* _DIRECTIONS_:
Shift each bounding box coordinate in the answers by -76 while copying out every line of the data below, from its start through the line containing "[0,202,539,360]". Leave the pictures out of your answer.

[Dataset excerpt]

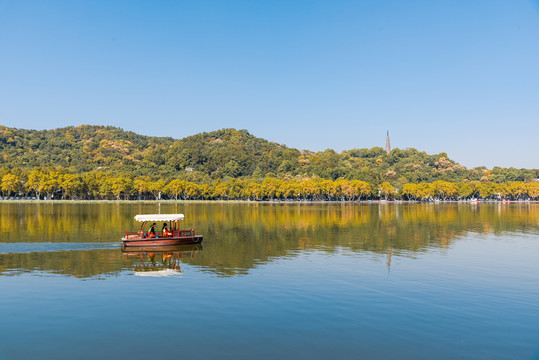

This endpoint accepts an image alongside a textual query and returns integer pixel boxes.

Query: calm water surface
[0,203,539,360]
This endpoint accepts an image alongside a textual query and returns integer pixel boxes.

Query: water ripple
[0,242,121,254]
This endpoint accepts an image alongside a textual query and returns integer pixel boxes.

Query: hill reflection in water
[0,202,539,278]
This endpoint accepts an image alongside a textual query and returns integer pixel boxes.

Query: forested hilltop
[0,125,539,198]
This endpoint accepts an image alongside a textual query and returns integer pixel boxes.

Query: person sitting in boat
[148,223,157,237]
[161,223,170,236]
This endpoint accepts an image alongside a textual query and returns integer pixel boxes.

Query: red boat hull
[122,235,203,247]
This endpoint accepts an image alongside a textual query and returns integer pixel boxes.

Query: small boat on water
[122,214,203,247]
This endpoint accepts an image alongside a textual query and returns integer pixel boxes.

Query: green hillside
[0,125,539,187]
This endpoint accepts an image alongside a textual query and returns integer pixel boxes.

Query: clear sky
[0,0,539,168]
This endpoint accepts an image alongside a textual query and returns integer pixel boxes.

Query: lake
[0,202,539,360]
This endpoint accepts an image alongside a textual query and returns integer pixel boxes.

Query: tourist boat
[122,214,203,247]
[122,244,202,277]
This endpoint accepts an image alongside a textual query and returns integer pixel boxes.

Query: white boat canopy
[135,214,184,221]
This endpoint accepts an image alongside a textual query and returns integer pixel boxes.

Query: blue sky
[0,0,539,168]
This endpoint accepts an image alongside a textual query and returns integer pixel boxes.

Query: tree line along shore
[0,125,539,201]
[0,168,539,201]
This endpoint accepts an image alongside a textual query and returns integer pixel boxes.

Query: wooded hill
[0,125,539,188]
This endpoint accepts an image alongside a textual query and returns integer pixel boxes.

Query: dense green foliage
[0,125,539,199]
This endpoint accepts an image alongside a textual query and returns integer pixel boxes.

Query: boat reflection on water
[122,244,202,277]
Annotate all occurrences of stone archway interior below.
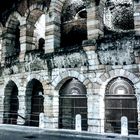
[105,77,138,134]
[59,78,87,130]
[3,81,19,124]
[26,79,44,126]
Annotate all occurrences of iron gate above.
[105,77,138,134]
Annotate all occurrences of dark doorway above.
[3,81,19,124]
[26,79,44,127]
[59,78,87,130]
[105,77,138,134]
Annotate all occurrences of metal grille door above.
[105,77,138,134]
[105,96,138,134]
[59,78,87,130]
[59,97,87,130]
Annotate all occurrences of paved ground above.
[0,125,140,140]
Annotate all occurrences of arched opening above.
[105,77,138,134]
[3,16,20,66]
[25,79,44,126]
[61,0,87,48]
[59,78,87,130]
[3,81,19,124]
[103,0,134,32]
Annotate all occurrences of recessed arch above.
[3,12,22,62]
[61,0,87,48]
[97,69,140,132]
[25,4,47,50]
[52,70,91,90]
[105,77,138,134]
[59,78,87,130]
[3,80,19,124]
[25,79,44,126]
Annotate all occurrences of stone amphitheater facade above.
[0,0,140,133]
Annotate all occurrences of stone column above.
[20,24,35,62]
[136,93,140,135]
[87,2,103,40]
[1,28,8,66]
[134,1,140,35]
[53,94,59,129]
[0,84,4,124]
[0,29,2,62]
[44,94,53,128]
[45,4,61,53]
[87,89,101,133]
[17,87,26,124]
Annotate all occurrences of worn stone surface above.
[0,0,140,136]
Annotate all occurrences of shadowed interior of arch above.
[59,78,87,130]
[3,81,19,124]
[25,79,44,126]
[105,77,138,134]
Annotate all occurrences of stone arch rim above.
[52,71,92,91]
[99,69,140,97]
[24,3,48,19]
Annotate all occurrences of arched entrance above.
[3,81,19,124]
[26,79,44,126]
[59,78,87,130]
[105,77,138,134]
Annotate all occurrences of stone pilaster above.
[87,3,103,40]
[53,92,59,129]
[134,1,140,35]
[17,88,26,124]
[45,3,61,53]
[44,95,53,128]
[83,40,99,69]
[136,93,140,135]
[1,28,7,66]
[87,89,101,133]
[19,24,35,62]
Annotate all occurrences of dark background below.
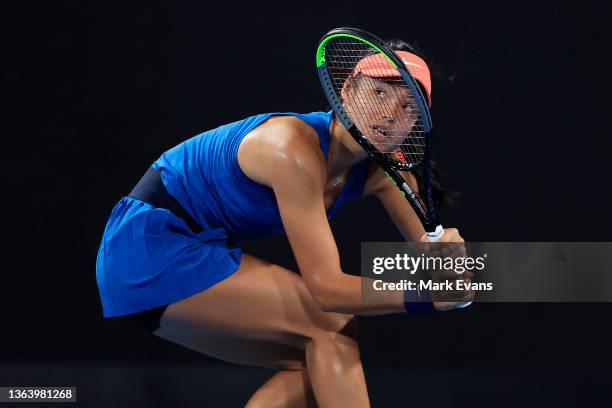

* _THE ANSWER_:
This endpoint accepts an image alongside a textual query and returns integer pixel boxes.

Query: calm water surface
[-76,127,463,284]
This endpoint accepts an image alongside a textual query and returns integer pixel boxes.

Query: water ripple
[-76,166,45,178]
This endpoint accepts an image alongside a textual query and returns integer pixel boxes.

Query: hill reflection in water
[-76,126,463,202]
This endpoint accepts an image alongside a textual query and returns integer pixel boxes.

Query: forested hilltop
[-76,49,463,122]
This endpoint accepts an image alongside a textual query and returns integer pixel boxes.

Query: person sitting in boat
[72,147,81,161]
[85,147,94,160]
This endpoint accepts an image alongside a textual query and returns integer pixel boxes.

Query: red boat hull
[46,159,127,171]
This endpoint accepts an image alongside a textual query and returns integer pixel boxes.

Query: small boat on water
[46,138,127,171]
This endpoint accepts an image alongside a textual query and returns integer pixel boxes.

Query: green hillside
[-76,49,463,111]
This endpoint accepts an image alongside a textual query and returns integer pixel boxes.

Query: clear sky
[-76,-76,463,92]
This endpoint accepts an image alongside a textual query and returns integer pixel boxes.

Query: lake
[-76,126,463,284]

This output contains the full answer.